Texte extrait ▸
Ce que représente l’autonomie stratégique de l’Europe

Ce que représente l’autonomie stratégique de l’Europe
  • Les Européens ne peuvent pas préserver la démocratie et notre mode de vie en s'appuyant uniquement sur la puissance douce
  • Nous devons nous débarrasser de tabous bien ancrés et réapprendre le langage de la puissance dure

L'ordre mondial dirigé par les États-Unis, tel que nous l'avons connu, n'existe plus. Alors que les plaques tectoniques de la géopolitique continuent de se déplacer sous nos pieds, le défi pour l'Europe est de maintenir ses institutions en vie et d'empêcher le monde de revenir à l'ère de la loi du plus fort, où le pouvoir revient aux hommes forts de Washington, de Moscou et de Pékin.

Pour relever ce défi, il faut reconsidérer fondamentalement les hypothèses et les croyances de longue date. S'accrocher aux vieilles orthodoxies n'est pas une option. Les Européens ne peuvent pas préserver la démocratie et notre mode de vie en s'appuyant uniquement sur la puissance douce. Nous devons nous débarrasser de tabous bien ancrés et réapprendre le langage de la puissance dure. C'est le seul moyen de dissuader et de se défendre contre ceux qui menacent directement nos valeurs et nos intérêts.

Oui, depuis le retour au pouvoir du président américain Donald Trump, des centaines de milliards d'euros de nouvelles dépenses ont été affectées à la défense. Mais ces engagements ne sont pas suffisants. Dépenser 2% du produit intérieur brut pour la défense était une ambition raisonnable pour l'Otan en 2014, lorsque les États-Unis jouaient encore, même à contrecœur, le rôle de gendarme du monde. Mais cette époque est révolue. Rien que pour suivre le rythme du développement militaire de la Russie, l'Europe doit au moins doubler ses investissements en matière de défense. J'irais même beaucoup plus loin en disant que l'Europe devrait viser 4% d'ici à 2028. Les ambitions du futur chancelier allemand Friedrich Merz et du Premier ministre polonais Donald Tusk pour leurs pays respectifs doivent être reproduites sur l'ensemble du continent.

Matériel fourni ▸
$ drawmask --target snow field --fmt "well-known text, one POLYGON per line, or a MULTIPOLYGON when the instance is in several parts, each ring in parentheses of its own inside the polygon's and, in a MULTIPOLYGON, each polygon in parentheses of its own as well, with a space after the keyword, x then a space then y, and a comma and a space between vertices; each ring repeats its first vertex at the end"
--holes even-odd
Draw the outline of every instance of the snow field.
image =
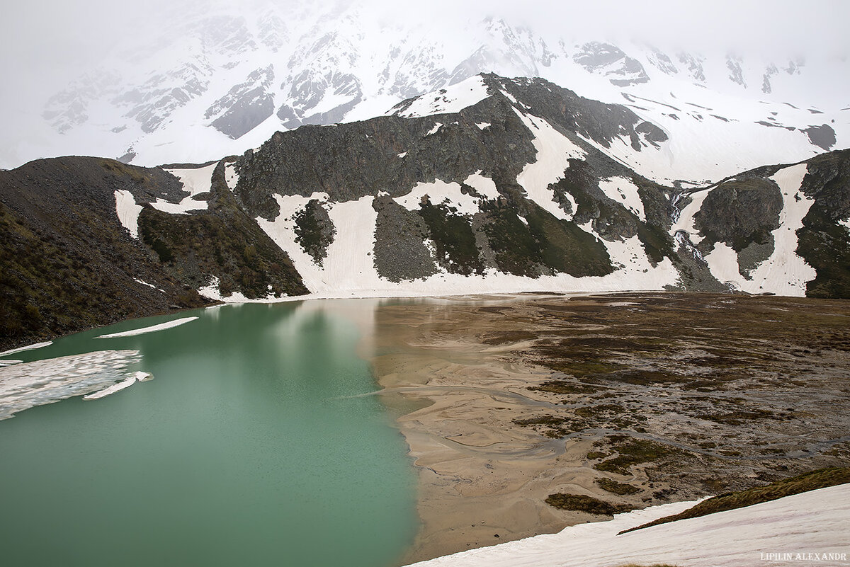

Travail à faire ▸
[1] Recopiez le passage du texte sur l'autonomie stratégique de l'Europe qui va de « Oui, depuis le » jusqu'à « l'ensemble du continent. » inclus.
[2] D'après le texte sur l'autonomie stratégique de l'Europe, quel pourcentage l'Europe devrait-elle viser d'ici à 2028 ?
Appuyez-vous uniquement sur le texte pour répondre.

Réponses par tâche ▸
[1]
Oui, depuis le retour au pouvoir du président américain Donald Trump, des centaines de milliards d'euros de nouvelles dépenses ont été affectées à la défense. Mais ces engagements ne sont pas suffisants. Dépenser 2% du produit intérieur brut pour la défense était une ambition raisonnable pour l'Otan en 2014, lorsque les États-Unis jouaient encore, même à contrecœur, le rôle de gendarme du monde. Mais cette époque est révolue. Rien que pour suivre le rythme du développement militaire de la Russie, l'Europe doit au moins doubler ses investissements en matière de défense. J'irais même beaucoup plus loin en disant que l'Europe devrait viser 4% d'ici à 2028. Les ambitions du futur chancelier allemand Friedrich Merz et du Premier ministre polonais Donald Tusk pour leurs pays respectifs doivent être reproduites sur l'ensemble du continent.

[2] 4 %.